▶ [Testo]
□ □ □ □

La divisione tra fede e scienza si spiega storicamente, essendo sorta quando la Chiesa esercitava un tale potere censorio da impedire la ricerca scientifica, basti pensare al caso Galileo nel 1633. Si spiega epistemologicamente, perché la scienza e la fede hanno un modo di conseguire la conoscenza del tutto differente. Non è però legittima dal punto di vista del contenuto, perché ciò che esse dicono del mondo e dell’uomo si riferisce sempre e solo a un unico oggetto, il medesimo per entrambe, per cui il loro magistero a questo livello deve essere perfettamente sovrapponibile. Non esiste una doppia verità. Ne esiste una sola. E se non c’è concordanza, la fede deve prenderne atto e, amando la verità più di sé stessa, rivedere la sua dottrina, com’è appunto il caso del peccato originale, che, nonostante sant’Agostino e il dogma e il Catechismo, è palesemente falso, come aveva spiegato Teilhard ottenendone in cambio l’esilio (e gli andò anche bene così: la sua sorte due-tre secoli prima sarebbe stata diversa).

□ □ □ □

Righe con contorni di regioni nominate:
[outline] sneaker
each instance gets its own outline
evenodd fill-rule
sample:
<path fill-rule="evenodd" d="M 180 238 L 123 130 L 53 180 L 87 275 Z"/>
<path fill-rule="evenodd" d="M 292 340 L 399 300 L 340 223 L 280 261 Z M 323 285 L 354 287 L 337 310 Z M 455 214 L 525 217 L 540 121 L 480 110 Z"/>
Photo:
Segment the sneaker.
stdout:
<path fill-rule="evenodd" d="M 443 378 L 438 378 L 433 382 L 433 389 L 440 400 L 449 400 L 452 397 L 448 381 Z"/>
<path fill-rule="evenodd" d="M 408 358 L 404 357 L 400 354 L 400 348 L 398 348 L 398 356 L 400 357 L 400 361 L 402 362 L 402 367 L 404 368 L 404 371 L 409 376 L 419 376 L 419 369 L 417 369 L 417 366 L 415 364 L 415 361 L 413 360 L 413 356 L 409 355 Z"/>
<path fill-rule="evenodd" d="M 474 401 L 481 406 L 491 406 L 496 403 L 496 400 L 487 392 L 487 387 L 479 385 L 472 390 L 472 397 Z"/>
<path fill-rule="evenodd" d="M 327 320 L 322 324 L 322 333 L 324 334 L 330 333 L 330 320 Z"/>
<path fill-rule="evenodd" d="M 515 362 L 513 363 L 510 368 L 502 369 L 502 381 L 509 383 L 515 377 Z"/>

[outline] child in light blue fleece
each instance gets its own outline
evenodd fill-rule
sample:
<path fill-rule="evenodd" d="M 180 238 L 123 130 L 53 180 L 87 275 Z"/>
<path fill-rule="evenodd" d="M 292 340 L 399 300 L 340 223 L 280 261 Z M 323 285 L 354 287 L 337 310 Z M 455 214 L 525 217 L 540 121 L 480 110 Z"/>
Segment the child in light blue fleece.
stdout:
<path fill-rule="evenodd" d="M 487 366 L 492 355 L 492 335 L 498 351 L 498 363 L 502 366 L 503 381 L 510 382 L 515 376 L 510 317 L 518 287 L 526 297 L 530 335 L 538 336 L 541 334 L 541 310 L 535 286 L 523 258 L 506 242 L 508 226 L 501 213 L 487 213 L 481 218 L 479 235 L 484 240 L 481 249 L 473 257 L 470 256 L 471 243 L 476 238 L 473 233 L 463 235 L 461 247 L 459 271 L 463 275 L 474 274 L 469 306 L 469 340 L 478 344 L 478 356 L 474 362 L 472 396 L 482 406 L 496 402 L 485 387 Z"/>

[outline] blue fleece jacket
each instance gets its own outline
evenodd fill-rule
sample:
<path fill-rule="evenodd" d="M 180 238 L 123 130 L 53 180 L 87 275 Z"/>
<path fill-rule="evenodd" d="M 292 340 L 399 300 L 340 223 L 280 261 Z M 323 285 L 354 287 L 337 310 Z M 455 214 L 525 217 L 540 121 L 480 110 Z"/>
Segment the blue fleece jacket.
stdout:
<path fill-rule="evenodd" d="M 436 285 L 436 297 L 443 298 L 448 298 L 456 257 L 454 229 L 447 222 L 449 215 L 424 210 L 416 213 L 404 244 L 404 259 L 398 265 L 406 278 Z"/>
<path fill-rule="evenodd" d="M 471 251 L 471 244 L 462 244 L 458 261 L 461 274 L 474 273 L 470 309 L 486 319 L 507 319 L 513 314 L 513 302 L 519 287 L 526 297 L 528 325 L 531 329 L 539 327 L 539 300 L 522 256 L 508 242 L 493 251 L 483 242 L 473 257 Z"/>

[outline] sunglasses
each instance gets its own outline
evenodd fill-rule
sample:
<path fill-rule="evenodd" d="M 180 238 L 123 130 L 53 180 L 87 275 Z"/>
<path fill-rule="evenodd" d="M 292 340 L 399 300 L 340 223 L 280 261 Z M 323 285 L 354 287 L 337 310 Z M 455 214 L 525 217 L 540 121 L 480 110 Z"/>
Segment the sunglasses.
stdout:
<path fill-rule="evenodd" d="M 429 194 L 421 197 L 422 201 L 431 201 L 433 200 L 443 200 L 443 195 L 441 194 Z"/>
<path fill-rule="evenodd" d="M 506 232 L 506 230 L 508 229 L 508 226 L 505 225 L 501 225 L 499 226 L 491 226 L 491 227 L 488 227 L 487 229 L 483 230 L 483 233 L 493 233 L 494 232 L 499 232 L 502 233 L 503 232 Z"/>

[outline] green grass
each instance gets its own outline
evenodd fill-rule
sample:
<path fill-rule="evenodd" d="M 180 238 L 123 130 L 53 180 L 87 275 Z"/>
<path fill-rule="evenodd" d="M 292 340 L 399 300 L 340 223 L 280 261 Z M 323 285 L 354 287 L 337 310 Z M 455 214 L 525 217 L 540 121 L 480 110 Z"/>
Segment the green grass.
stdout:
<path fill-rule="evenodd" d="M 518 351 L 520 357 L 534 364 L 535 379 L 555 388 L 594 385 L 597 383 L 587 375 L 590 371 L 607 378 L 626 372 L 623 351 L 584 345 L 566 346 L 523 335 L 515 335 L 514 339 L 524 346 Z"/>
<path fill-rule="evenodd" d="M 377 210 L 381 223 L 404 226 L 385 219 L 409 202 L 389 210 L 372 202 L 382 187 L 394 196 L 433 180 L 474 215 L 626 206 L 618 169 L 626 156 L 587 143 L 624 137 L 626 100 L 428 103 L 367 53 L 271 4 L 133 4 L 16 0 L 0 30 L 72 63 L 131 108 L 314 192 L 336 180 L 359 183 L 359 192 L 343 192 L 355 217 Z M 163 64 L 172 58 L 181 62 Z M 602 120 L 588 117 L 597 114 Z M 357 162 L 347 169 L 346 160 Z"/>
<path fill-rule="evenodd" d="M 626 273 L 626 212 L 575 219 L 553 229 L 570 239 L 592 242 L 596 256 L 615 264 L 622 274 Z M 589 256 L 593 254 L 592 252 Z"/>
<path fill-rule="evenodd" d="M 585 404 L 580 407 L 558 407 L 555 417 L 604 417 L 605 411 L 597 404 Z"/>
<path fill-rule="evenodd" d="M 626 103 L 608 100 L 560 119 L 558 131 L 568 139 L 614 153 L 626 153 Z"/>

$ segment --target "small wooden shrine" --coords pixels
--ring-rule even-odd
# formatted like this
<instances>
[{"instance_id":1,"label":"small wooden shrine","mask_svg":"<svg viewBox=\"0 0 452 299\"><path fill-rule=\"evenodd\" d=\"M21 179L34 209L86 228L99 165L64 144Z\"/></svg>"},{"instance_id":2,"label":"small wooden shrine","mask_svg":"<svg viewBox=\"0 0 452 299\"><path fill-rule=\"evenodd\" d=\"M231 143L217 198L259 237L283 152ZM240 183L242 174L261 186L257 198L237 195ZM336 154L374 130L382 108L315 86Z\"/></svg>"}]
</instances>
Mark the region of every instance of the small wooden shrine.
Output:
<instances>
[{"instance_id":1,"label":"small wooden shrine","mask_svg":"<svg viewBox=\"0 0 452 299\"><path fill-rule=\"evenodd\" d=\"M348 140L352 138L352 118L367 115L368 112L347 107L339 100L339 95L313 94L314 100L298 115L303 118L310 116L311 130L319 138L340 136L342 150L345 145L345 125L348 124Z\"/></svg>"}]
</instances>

□ □ □ □

▶ [Compito assegnato A] Le affermazioni seguenti concordano con il testo su fede e scienza? (i) Il caso Galileo viene collocato nel 1633. (ii) Fede e scienza possiedono due verità distinte. (iii) Teilhard ricevette l’esilio in cambio delle sue spiegazioni sul peccato originale. Rispondi sì o no a ciascuna, citando le parole decisive del testo.
▶ [Compito assegnato B] Prosegui il testo su fede e scienza a partire dal punto in cui si interrompe.

▶ [Risposta scritta A]
(i) Sì: «basti pensare al caso Galileo nel 1633».
(ii) No: «Non esiste una doppia verità. Ne esiste una sola.»
(iii) Sì: «come aveva spiegato Teilhard ottenendone in cambio l’esilio».

▶ [Risposta scritta B]
Il nostro mondo ha un bisogno enorme di sapienza spirituale, di unire conoscenza scientifica e saggezza umanistica. Senza questa unione si ha solo conoscenza e nessun significato. Noi esseri umani però siamo assetati di entrambi, sia della conoscenza sia del suo significato. Oltre che di dati esatti per far funzionare la macchina della civiltà tecnologica, abbiamo bisogno di prospettive di senso per cui vivere e amare. Teilhard de Chardin è stato uno dei pochi tra gli studiosi del Novecento a proporre una sintesi di queste due prospettive, con pari amore per la scienza e per la spiritualità. Era l’amore per il Mondo a condurlo, un Mondo da lui sperimentato come creazione in atto, come Ambiente Divino, non a caso intitolò così, Le Milieu Divin, una delle sue opere più belle.
Un altro giorno scrisse: «La sola religione ormai possibile per l’Uomo è quella che gli insegnerà anzitutto a riconoscere, amare e servire appassionatamente l’Universo di cui è parte».